Mots et couleurs

textes auto-biographiques anciens et actuels, poésie, chansons, contes et nouvelles

26 juillet 2005

Anna


Anna
Originally uploaded by gelzy.
La vieille dame

Je l’ai revue après une année. Toujours aussi fine, fluette et forte. Toujours aussi aristocratique. Un peu plus tassée en avant, les cheveux blancs coupés au cordeau. Le jardin aussi fastueux de couleurs, de mélanges, d’assurance des arceaux et des massifs. Bien qu’elle prétende ne plus lui accorder autant de soins, le jardin comme elle a de beaux restes. L’expression est inconvenante. Il et Elle ne « restent » pas, ne sont pas « en reste ». Ils demeurent, là, présents, vivants … Elle a laissé tomber la superbe d’institutrice sûre de ses principes. Elle n’est plus qu’une petite fille qui s’éblouit de son jardin, de sa longévité, des surprises qu’il lui procure encore : cet arbuste à fleurs dont elle ne sait le nom, qu’elle n’a jamais vu, est venu s’implanter tout seul porté par le vent. Et précisément dans le fond du jardin pour qu’elle vienne l’admirer chaque jour en quelques pas supplémentaires, qu’elle le désigne, ravie, aux visiteurs …

Dans mon rêve je longeais une chambre d’hôpital donnant sur un espace privé, le mien, où j’avais réalisé un grand tableau d’un personnage en blanc et noir couvert de signes. J’hésitais à entrer dans la chambre. La vieille dame, mère d’une amie, ne me connaissait pas. Sans doute avais-je peur aussi de cette agonie. Je l’ai aperçue qui lisait, la tête sur l’oreiller, livre tendu à ras des yeux. Rassurée, je suis repassé en sens inverse devant la porte ouverte. La vieille dame avait redressé le buste. Une femme était à ses pieds, sa fille qui courbait la tête et je savais qu’elle pleurait. La mourante caressait ses cheveux.

━━━━

> CONSIGNES
[A] D'après le texte sur la vieille dame, comment l'arbuste à fleurs est-il arrivé dans le jardin ?
[B] Recopiez fidèlement le passage du texte sur la vieille dame qui va de « Dans mon rêve » à « caressait ses cheveux. ».
Les lignes de données n'ont aucun lien avec le texte sur la vieille dame.

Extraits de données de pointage
━━━━

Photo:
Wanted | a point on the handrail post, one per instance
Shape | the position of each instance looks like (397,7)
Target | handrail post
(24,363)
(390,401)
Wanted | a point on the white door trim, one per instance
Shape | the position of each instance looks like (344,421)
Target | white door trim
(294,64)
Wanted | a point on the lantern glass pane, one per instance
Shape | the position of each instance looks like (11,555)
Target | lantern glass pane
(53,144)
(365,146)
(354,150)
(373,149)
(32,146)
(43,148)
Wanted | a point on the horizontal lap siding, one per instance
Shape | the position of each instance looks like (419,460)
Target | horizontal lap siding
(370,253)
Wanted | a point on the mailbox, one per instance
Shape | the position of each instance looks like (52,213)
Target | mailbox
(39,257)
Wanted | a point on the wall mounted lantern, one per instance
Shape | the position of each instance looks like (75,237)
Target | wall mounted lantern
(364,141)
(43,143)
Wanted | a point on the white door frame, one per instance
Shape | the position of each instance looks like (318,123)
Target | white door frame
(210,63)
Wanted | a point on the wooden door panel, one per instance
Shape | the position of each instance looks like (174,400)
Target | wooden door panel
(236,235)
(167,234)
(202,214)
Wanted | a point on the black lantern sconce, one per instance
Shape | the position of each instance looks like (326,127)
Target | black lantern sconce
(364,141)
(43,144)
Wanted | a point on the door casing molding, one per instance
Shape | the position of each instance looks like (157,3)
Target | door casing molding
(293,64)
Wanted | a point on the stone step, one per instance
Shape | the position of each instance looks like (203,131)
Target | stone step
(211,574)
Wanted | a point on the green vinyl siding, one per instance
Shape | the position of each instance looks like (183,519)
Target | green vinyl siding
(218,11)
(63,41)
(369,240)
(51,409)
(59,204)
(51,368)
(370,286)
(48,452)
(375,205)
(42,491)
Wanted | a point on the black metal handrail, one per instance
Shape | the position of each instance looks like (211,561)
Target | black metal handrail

━━━━

> CORRIGÉ
[A] Il est venu s'implanter tout seul, porté par le vent.

[B]
Dans mon rêve je longeais une chambre d’hôpital donnant sur un espace privé, le mien, où j’avais réalisé un grand tableau d’un personnage en blanc et noir couvert de signes. J’hésitais à entrer dans la chambre. La vieille dame, mère d’une amie, ne me connaissait pas. Sans doute avais-je peur aussi de cette agonie. Je l’ai aperçue qui lisait, la tête sur l’oreiller, livre tendu à ras des yeux. Rassurée, je suis repassé en sens inverse devant la porte ouverte. La vieille dame avait redressé le buste. Une femme était à ses pieds, sa fille qui courbait la tête et je savais qu’elle pleurait. La mourante caressait ses cheveux.